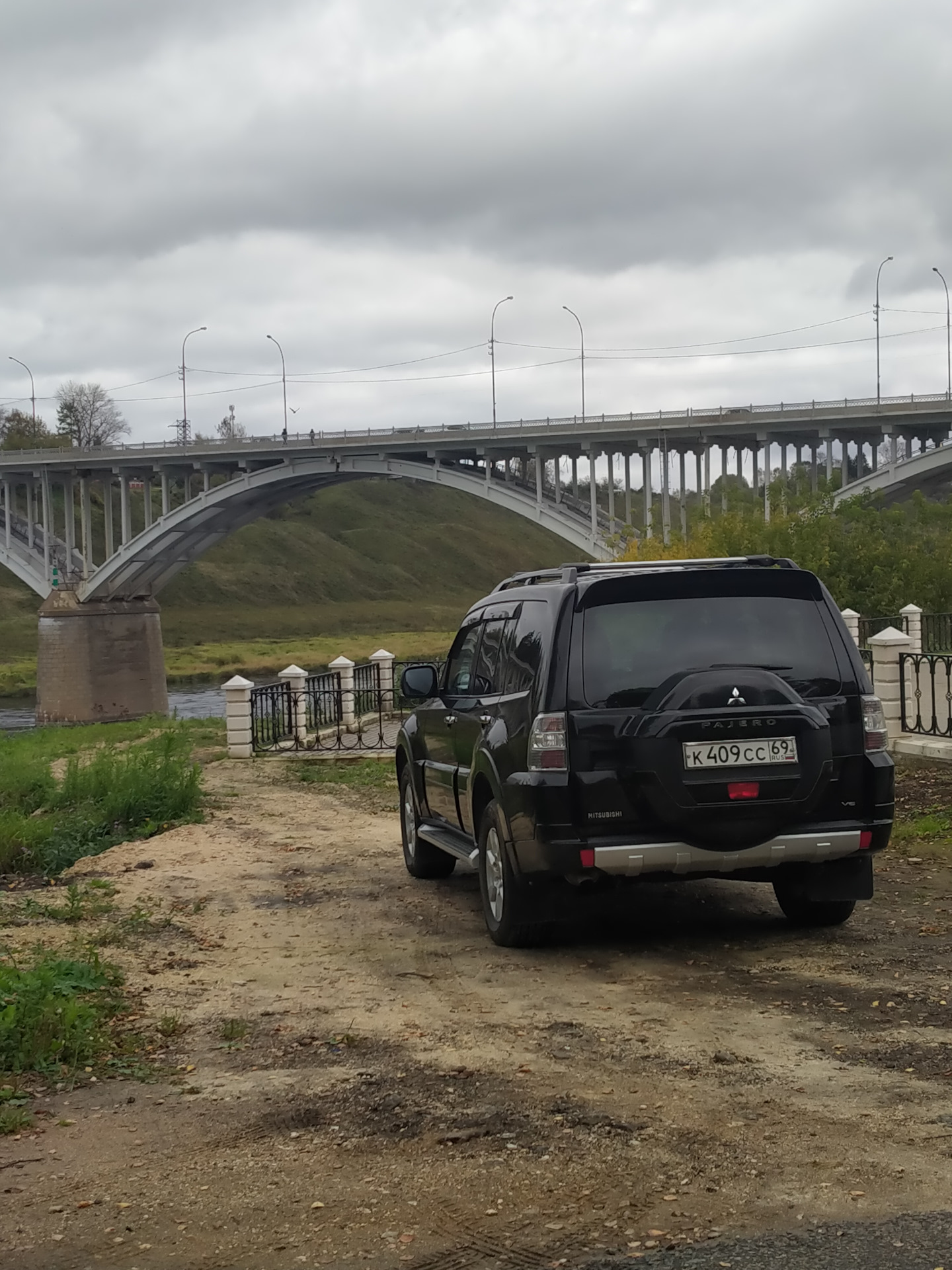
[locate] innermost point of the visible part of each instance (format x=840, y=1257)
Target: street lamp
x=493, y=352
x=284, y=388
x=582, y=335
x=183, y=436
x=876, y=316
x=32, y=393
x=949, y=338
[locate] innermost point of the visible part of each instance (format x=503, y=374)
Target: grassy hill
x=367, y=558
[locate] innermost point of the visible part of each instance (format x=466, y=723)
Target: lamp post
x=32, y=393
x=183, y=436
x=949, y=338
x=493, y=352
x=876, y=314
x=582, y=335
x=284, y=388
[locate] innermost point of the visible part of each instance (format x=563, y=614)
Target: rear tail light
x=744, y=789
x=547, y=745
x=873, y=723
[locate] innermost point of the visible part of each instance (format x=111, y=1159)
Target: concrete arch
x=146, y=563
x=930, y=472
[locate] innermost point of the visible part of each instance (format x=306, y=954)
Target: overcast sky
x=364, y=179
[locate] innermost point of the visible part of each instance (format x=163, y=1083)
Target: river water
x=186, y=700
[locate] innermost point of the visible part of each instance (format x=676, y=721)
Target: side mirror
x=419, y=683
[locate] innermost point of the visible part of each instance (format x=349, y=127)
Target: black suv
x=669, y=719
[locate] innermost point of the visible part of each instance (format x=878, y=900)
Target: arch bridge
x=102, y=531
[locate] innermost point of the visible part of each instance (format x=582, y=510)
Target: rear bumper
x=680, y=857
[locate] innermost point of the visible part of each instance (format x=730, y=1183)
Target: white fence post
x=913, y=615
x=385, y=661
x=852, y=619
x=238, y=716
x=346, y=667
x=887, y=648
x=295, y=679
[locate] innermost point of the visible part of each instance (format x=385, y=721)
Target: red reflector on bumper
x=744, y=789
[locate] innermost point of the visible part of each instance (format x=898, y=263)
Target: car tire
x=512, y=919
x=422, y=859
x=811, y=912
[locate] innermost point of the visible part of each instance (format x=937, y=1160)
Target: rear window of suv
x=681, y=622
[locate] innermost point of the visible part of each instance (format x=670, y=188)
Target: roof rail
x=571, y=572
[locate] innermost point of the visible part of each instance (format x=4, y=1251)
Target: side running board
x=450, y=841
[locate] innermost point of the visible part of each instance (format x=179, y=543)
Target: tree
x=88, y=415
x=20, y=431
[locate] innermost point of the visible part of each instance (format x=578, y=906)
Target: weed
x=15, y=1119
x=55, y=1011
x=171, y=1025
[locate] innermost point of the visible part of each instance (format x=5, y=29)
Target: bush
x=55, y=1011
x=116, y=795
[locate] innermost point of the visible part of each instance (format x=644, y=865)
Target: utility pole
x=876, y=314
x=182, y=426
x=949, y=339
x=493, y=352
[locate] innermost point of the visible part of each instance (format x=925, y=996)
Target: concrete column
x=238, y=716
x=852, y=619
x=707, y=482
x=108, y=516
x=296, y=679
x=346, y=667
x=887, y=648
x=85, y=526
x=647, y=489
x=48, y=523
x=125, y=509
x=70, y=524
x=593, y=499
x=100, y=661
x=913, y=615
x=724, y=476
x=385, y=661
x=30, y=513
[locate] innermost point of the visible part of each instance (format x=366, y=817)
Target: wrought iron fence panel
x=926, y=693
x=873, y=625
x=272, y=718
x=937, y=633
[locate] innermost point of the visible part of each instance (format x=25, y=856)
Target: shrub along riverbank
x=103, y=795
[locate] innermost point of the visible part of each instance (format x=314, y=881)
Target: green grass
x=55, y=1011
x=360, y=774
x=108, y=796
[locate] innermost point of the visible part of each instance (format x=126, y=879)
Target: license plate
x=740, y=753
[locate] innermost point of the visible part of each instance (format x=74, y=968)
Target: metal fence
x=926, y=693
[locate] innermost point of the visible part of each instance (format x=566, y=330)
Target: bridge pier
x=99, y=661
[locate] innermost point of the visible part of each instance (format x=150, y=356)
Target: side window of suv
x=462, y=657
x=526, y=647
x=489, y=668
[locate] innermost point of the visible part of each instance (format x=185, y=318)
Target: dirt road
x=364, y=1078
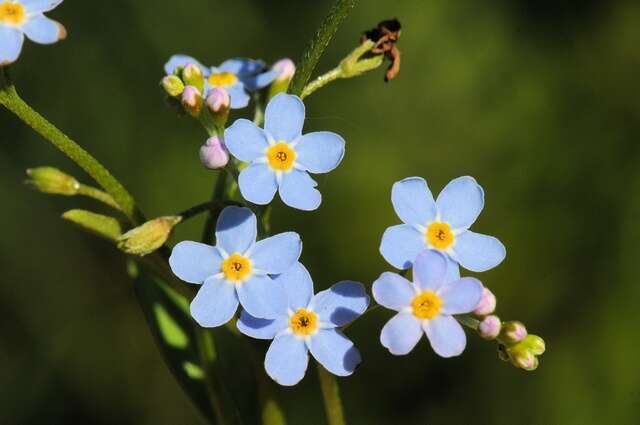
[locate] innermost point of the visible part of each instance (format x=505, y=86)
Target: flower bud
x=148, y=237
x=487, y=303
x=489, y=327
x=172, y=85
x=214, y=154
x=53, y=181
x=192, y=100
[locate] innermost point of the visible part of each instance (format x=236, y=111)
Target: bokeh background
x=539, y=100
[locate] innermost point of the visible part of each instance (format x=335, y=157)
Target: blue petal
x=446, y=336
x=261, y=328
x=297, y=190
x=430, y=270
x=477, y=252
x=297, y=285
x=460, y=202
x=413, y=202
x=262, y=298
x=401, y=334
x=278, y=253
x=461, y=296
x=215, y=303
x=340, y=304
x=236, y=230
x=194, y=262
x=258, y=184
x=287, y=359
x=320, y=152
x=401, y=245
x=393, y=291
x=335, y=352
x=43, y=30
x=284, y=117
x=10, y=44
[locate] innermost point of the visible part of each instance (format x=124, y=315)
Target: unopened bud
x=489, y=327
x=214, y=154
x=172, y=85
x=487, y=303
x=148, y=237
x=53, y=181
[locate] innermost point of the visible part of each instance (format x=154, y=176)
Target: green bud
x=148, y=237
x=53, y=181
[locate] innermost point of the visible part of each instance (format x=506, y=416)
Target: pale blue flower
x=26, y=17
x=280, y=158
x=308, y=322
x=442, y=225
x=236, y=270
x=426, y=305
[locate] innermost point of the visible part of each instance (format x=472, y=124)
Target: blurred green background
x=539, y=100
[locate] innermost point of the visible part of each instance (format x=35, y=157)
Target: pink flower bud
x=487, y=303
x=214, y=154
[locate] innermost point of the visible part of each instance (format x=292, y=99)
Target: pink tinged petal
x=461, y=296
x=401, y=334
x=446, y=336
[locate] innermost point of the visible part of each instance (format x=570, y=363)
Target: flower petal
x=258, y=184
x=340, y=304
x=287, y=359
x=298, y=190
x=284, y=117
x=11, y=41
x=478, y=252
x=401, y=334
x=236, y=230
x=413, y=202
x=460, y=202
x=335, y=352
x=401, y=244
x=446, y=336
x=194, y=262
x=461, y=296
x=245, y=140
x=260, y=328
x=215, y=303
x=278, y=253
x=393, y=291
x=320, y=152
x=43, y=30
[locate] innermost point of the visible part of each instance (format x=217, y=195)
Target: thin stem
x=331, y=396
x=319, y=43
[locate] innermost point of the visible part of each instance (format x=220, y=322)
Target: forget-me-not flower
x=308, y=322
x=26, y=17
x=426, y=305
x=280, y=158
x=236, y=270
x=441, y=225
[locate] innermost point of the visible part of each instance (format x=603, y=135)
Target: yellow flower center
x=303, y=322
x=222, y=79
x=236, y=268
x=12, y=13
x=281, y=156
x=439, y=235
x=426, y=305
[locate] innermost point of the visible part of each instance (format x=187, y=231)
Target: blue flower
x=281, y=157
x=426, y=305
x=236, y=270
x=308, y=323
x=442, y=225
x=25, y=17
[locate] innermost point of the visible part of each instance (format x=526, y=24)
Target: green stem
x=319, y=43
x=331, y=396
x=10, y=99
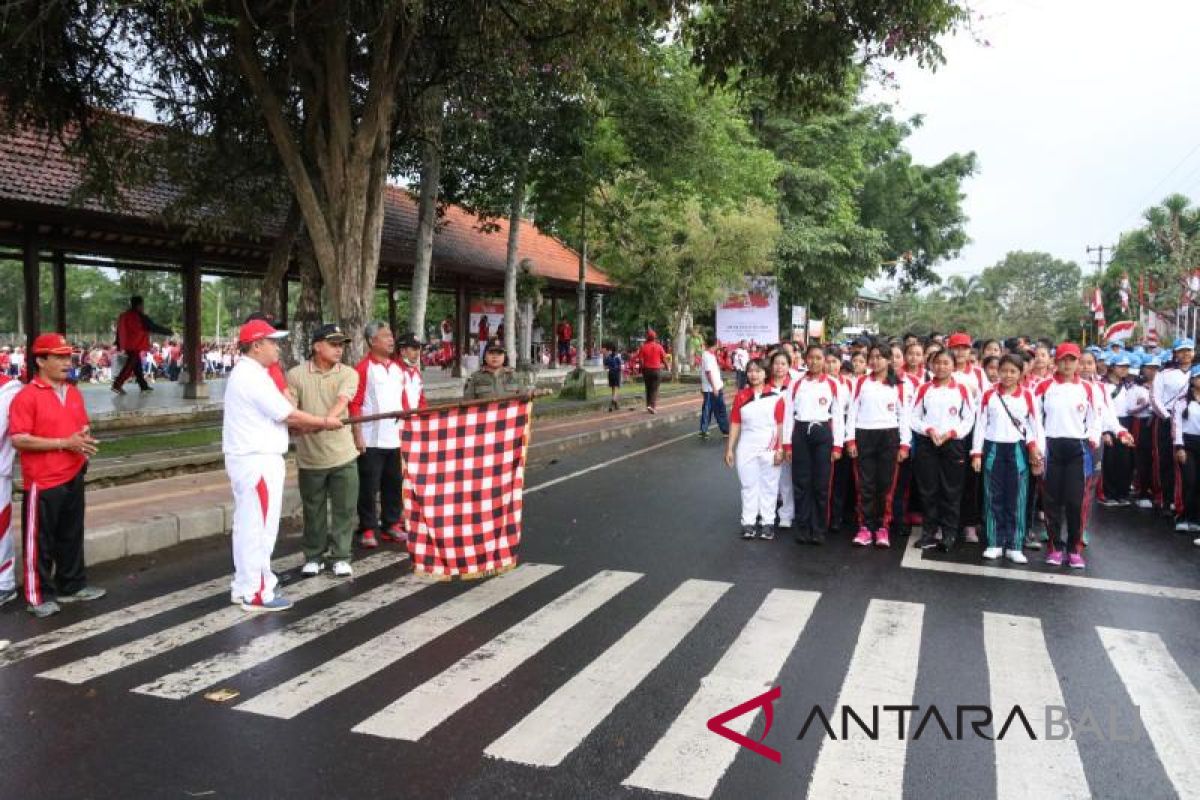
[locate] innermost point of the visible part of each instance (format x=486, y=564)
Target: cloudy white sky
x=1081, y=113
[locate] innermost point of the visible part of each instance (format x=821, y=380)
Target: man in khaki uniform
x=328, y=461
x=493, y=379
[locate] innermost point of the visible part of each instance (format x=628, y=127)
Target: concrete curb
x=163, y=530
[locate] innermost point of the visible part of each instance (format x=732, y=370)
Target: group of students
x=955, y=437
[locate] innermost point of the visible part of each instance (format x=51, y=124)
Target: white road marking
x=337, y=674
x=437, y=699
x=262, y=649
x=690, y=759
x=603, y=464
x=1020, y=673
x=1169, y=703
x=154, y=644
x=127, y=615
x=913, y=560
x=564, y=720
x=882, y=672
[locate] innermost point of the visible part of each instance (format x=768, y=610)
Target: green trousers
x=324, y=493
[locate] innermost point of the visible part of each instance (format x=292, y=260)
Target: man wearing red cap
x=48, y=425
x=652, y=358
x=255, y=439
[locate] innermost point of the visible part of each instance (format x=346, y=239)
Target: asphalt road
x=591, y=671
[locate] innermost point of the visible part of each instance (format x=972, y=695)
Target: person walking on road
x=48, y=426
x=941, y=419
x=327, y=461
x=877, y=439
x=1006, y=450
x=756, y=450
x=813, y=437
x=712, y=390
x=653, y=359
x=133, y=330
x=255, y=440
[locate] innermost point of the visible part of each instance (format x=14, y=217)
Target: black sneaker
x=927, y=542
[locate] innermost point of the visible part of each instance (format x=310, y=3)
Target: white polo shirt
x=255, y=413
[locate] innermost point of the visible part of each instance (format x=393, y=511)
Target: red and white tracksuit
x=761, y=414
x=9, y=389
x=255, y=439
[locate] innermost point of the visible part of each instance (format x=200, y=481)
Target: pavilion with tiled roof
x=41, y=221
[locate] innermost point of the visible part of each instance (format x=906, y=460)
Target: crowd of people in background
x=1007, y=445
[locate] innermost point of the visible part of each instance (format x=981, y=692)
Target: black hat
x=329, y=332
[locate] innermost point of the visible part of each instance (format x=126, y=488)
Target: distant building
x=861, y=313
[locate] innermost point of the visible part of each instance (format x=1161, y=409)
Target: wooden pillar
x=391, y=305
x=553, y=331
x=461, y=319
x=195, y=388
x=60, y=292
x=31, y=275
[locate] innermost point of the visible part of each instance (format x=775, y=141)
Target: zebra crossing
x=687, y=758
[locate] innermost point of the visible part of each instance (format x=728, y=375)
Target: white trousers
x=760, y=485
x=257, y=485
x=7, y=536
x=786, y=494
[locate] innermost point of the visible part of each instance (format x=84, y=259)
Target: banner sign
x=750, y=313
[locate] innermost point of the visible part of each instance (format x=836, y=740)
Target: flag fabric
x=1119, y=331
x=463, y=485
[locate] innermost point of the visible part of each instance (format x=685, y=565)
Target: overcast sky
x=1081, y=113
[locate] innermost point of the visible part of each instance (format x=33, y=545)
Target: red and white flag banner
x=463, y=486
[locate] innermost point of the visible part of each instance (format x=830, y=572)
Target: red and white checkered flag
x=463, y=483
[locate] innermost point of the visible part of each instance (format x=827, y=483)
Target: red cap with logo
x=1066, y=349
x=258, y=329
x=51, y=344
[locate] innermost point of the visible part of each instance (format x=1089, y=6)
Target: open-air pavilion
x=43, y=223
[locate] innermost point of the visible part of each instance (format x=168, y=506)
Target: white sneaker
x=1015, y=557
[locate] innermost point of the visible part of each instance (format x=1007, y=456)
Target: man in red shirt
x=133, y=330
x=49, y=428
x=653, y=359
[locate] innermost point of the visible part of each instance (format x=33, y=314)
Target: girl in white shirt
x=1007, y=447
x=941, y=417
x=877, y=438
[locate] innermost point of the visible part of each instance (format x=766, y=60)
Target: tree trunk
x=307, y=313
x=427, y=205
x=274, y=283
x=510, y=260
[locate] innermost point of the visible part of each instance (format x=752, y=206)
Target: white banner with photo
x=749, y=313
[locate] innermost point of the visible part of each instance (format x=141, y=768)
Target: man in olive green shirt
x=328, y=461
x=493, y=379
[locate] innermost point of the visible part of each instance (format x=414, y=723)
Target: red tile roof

***

* _TASK TO CARRY OUT_: Exactly restate the lines from the beginning of the data through the line with "(format x=563, y=614)", and no others, keeping pictures out.

* _REPLY TO THE EXERCISE_:
[locate] innermost point of the visible part of each instance (format x=840, y=1257)
Target: street lamp
x=493, y=352
x=284, y=388
x=582, y=335
x=183, y=436
x=876, y=316
x=32, y=393
x=949, y=338
[locate] innermost point of the visible part of each instance (format x=503, y=374)
Target: grassy hill
x=367, y=558
[locate] innermost point of the visible part of each instance (format x=466, y=723)
Target: lamp post
x=32, y=393
x=183, y=436
x=949, y=338
x=493, y=352
x=876, y=314
x=582, y=335
x=284, y=388
[locate] innermost point of the visible part of each instance (format x=563, y=614)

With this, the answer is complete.